┌─ Records for the task

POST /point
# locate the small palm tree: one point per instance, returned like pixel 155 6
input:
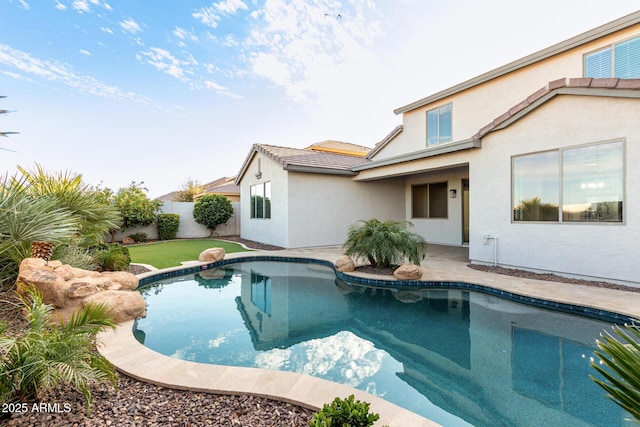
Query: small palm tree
pixel 620 367
pixel 385 244
pixel 47 355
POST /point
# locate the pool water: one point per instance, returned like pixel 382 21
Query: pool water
pixel 456 357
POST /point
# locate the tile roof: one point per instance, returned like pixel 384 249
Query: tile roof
pixel 577 86
pixel 297 158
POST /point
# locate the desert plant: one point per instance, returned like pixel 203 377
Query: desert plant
pixel 47 355
pixel 620 358
pixel 344 413
pixel 385 244
pixel 212 210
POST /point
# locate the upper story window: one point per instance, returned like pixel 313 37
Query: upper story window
pixel 621 60
pixel 439 125
pixel 261 200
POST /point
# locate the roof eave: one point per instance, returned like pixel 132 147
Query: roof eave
pixel 437 150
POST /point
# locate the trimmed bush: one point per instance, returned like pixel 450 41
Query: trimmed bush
pixel 111 257
pixel 168 226
pixel 139 237
pixel 344 412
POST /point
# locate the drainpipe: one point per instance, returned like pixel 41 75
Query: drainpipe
pixel 488 237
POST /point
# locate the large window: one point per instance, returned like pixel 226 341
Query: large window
pixel 439 125
pixel 261 200
pixel 579 184
pixel 620 60
pixel 429 200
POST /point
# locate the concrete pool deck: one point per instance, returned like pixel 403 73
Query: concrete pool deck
pixel 441 264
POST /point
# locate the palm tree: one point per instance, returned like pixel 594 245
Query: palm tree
pixel 385 243
pixel 620 367
pixel 47 355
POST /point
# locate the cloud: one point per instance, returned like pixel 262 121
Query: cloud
pixel 297 47
pixel 164 61
pixel 130 26
pixel 55 71
pixel 211 15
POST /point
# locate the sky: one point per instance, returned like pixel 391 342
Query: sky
pixel 163 92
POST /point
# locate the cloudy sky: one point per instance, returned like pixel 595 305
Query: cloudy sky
pixel 164 91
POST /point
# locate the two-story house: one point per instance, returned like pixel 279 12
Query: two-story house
pixel 532 165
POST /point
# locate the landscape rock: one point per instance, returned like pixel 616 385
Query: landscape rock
pixel 408 272
pixel 211 255
pixel 344 264
pixel 68 288
pixel 123 305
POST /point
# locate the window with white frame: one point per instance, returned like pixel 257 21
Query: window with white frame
pixel 439 126
pixel 577 184
pixel 260 200
pixel 621 60
pixel 429 200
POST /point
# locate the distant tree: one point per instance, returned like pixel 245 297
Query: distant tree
pixel 212 210
pixel 188 191
pixel 135 207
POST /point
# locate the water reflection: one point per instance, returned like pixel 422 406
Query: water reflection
pixel 457 357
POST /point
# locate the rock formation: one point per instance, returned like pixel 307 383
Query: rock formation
pixel 211 255
pixel 68 288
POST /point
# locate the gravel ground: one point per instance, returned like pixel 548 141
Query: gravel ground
pixel 136 403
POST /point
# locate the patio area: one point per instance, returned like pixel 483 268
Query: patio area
pixel 442 263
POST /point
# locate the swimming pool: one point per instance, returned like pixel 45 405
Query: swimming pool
pixel 454 356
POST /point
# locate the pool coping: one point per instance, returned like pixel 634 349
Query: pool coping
pixel 134 359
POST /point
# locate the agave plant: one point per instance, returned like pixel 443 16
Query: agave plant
pixel 47 354
pixel 385 243
pixel 620 367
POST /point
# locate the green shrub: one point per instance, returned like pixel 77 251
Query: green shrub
pixel 139 237
pixel 168 226
pixel 620 357
pixel 47 354
pixel 344 413
pixel 111 257
pixel 385 244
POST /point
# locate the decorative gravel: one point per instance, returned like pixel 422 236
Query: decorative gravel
pixel 136 403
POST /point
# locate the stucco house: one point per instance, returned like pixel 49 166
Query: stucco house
pixel 531 165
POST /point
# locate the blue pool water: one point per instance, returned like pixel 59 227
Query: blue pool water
pixel 457 357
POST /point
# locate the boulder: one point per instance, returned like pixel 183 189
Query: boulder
pixel 344 263
pixel 211 255
pixel 68 288
pixel 408 272
pixel 124 278
pixel 123 305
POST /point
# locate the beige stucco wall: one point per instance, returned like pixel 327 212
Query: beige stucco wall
pixel 596 250
pixel 447 231
pixel 477 107
pixel 273 231
pixel 322 207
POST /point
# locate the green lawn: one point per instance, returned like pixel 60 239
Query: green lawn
pixel 171 253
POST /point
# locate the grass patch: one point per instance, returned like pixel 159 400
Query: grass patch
pixel 173 252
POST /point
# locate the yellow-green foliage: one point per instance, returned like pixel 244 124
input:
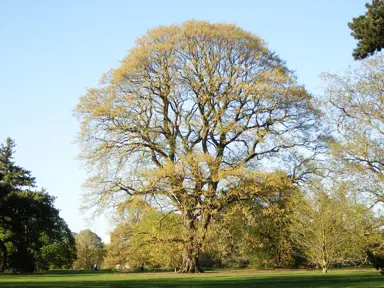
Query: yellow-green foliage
pixel 145 236
pixel 355 104
pixel 187 117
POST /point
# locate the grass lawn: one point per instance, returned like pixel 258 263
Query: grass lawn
pixel 238 279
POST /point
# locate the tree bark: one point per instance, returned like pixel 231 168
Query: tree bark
pixel 325 266
pixel 3 263
pixel 190 262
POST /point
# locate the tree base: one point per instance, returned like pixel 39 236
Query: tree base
pixel 190 266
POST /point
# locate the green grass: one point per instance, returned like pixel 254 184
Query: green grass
pixel 366 278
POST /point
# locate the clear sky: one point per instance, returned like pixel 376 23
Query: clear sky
pixel 51 51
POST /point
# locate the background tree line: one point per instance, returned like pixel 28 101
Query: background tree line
pixel 231 157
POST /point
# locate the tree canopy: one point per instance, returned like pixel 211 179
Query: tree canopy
pixel 368 30
pixel 32 234
pixel 187 120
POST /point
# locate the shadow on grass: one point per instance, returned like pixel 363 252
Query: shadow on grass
pixel 124 280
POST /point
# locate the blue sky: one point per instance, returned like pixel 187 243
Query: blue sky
pixel 51 51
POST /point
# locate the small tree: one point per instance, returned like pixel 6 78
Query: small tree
pixel 329 227
pixel 145 235
pixel 376 256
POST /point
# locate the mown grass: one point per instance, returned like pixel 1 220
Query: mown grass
pixel 366 278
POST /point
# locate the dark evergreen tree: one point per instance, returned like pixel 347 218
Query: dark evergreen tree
pixel 32 234
pixel 368 30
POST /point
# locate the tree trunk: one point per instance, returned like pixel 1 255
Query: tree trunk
pixel 4 253
pixel 325 266
pixel 190 262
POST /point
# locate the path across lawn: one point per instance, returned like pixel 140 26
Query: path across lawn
pixel 237 279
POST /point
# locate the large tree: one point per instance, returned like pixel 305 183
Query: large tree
pixel 90 250
pixel 30 225
pixel 355 105
pixel 188 119
pixel 368 30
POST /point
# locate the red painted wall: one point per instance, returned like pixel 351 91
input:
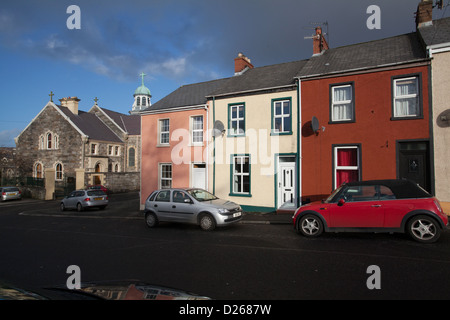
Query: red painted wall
pixel 373 128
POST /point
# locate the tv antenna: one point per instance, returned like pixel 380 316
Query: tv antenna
pixel 319 24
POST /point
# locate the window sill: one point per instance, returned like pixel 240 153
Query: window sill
pixel 406 118
pixel 248 195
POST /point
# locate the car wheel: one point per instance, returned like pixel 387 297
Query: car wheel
pixel 423 229
pixel 151 220
pixel 207 222
pixel 310 226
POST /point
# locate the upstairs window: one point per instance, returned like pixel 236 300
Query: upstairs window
pixel 346 164
pixel 342 103
pixel 282 116
pixel 406 100
pixel 240 175
pixel 197 129
pixel 236 119
pixel 164 127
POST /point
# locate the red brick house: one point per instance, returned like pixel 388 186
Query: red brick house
pixel 365 114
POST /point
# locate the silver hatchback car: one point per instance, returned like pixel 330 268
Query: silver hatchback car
pixel 82 199
pixel 10 193
pixel 194 206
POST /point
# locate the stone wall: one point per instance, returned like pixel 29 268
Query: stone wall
pixel 118 182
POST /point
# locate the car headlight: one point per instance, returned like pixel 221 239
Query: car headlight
pixel 223 211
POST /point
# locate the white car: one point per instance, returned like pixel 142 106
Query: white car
pixel 10 193
pixel 83 199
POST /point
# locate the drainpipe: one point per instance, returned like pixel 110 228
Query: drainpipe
pixel 207 145
pixel 299 137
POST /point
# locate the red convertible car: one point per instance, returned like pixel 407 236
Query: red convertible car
pixel 375 206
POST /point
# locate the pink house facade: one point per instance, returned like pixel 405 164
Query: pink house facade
pixel 175 140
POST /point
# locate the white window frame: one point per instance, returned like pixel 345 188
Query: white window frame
pixel 59 174
pixel 239 131
pixel 95 145
pixel 415 96
pixel 35 172
pixel 161 178
pixel 165 133
pixel 334 103
pixel 336 167
pixel 282 116
pixel 242 174
pixel 194 130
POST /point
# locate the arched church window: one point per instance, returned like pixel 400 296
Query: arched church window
pixel 131 157
pixel 49 140
pixel 58 171
pixel 38 171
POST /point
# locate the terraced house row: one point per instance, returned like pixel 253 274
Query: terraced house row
pixel 274 137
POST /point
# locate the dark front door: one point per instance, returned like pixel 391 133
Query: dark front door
pixel 413 162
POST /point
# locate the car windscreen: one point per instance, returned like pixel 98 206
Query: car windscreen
pixel 331 196
pixel 10 189
pixel 96 193
pixel 201 195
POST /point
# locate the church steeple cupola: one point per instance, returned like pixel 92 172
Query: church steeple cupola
pixel 142 97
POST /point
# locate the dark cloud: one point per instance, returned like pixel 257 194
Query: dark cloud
pixel 191 40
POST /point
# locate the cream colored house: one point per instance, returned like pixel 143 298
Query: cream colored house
pixel 436 36
pixel 254 158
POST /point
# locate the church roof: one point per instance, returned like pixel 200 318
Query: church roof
pixel 90 125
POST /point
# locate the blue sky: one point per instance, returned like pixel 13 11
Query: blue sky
pixel 175 42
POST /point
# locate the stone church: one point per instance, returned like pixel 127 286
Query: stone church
pixel 70 146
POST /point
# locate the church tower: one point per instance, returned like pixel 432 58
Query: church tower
pixel 142 98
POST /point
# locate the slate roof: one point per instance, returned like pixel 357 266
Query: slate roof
pixel 389 51
pixel 277 75
pixel 90 125
pixel 128 123
pixel 437 33
pixel 187 95
pixel 253 79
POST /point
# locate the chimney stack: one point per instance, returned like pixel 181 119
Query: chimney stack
pixel 241 63
pixel 71 103
pixel 424 14
pixel 319 42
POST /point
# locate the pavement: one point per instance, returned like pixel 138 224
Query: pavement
pixel 266 218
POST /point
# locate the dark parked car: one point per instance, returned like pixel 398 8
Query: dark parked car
pixel 10 193
pixel 82 199
pixel 195 206
pixel 98 187
pixel 375 206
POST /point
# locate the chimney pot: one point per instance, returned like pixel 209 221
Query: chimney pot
pixel 424 14
pixel 71 103
pixel 319 42
pixel 241 62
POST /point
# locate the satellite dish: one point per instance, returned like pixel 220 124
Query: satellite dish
pixel 218 128
pixel 315 124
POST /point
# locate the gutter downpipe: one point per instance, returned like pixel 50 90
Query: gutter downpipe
pixel 299 150
pixel 214 147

└─

What the task asks -> Print, from the entries above, the line with "# locate the swimming", the line with "# locate the boulder: one" and all lines between them, exactly and with nothing else.

Task output ->
# locate the swimming pool: one point per instance, returned like pixel 45 405
Query: swimming pool
pixel 454 356
POST /point
# locate the pool coping: one point per instance, returned like pixel 634 349
Query: pool coping
pixel 134 359
POST /point
# locate the agave plant: one point per instance, returned like pixel 443 16
Query: agave plant
pixel 47 354
pixel 385 243
pixel 620 367
POST /point
# locate the green shrub: one point per instance, returned like pixel 77 251
Query: green shrub
pixel 139 237
pixel 168 226
pixel 620 357
pixel 47 354
pixel 344 413
pixel 111 257
pixel 385 244
POST /point
# locate the decorative gravel: one point per instance, returned like pixel 422 236
Query: decorative gravel
pixel 136 403
POST /point
# locate the stucco house: one point per instance, returned like pixel 49 166
Query: stucco house
pixel 531 165
POST /point
# locate the blue pool water: one point per instance, returned like pixel 59 227
Query: blue pool water
pixel 457 357
POST /point
# locate the boulder: one point per instance, returned like pixel 183 189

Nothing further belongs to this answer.